# [SET EXERCISE]
Pick out each line in the listing below that contains the string "snow", and copy those lines in order.

# [DATA ENTRIES]

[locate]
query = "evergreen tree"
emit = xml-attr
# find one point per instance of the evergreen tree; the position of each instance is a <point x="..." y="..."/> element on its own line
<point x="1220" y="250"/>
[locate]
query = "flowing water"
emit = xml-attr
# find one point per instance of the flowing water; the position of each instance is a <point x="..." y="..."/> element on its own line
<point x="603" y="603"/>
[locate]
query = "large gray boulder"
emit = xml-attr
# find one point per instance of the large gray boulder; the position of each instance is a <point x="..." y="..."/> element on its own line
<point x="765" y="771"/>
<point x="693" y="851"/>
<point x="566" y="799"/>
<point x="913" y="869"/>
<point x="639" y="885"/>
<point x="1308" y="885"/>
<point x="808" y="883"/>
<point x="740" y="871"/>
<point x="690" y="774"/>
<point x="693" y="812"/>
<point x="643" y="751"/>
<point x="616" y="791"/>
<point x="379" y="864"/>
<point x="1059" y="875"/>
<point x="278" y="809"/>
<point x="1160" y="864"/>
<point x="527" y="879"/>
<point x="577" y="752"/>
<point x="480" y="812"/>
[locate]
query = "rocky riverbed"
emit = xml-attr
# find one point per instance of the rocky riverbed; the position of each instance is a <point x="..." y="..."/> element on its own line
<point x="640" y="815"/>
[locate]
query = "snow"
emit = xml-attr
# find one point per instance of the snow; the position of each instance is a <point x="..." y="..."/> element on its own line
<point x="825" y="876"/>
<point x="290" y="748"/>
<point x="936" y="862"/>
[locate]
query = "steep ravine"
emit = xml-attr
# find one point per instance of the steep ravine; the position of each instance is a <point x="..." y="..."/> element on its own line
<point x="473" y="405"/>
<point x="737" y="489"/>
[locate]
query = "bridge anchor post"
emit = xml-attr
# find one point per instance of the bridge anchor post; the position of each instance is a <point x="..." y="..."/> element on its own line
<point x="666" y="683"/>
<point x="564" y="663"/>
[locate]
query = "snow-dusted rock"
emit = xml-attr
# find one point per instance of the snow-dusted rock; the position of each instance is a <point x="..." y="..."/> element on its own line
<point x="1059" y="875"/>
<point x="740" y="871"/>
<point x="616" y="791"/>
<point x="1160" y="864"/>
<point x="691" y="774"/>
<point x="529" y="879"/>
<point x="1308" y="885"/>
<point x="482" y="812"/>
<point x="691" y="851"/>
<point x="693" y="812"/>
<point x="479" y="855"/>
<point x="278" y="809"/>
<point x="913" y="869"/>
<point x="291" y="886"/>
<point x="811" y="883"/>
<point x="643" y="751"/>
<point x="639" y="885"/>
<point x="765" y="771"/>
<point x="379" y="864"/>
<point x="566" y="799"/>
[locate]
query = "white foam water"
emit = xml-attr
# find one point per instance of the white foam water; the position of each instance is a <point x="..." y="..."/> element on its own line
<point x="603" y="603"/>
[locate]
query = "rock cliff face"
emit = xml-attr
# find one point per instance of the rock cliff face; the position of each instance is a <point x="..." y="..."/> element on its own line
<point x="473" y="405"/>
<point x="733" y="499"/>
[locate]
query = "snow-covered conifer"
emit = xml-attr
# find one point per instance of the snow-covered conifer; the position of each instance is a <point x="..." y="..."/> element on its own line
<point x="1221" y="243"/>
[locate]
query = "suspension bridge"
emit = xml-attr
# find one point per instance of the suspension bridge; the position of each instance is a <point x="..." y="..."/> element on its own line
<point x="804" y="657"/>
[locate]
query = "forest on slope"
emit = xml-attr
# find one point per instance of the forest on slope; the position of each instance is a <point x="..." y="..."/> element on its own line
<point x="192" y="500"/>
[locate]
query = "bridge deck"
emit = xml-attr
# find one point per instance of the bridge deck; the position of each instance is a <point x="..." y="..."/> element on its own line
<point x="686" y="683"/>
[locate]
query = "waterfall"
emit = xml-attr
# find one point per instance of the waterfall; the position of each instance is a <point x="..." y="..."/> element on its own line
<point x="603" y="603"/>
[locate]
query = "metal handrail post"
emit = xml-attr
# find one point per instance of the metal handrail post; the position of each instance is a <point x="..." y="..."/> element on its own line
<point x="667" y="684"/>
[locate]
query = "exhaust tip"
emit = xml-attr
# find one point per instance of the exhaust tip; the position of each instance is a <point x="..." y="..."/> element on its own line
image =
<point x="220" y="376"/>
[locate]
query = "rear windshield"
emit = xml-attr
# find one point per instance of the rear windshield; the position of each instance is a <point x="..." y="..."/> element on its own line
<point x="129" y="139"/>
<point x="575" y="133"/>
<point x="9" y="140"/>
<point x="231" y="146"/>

# [ANSWER TO THE PROBLEM]
query = "snow"
# find one point per instance of the snow; the position of each instance is a <point x="..." y="..."/> element on its own line
query = "snow-dusted rock"
# find one point per instance of the snow-dusted rock; the position of each instance is a <point x="..." y="..."/> element on its own line
query = "snow-covered conifer"
# find one point per instance of the snow-covered conifer; the position of each instance is a <point x="..." y="..."/> element on its own line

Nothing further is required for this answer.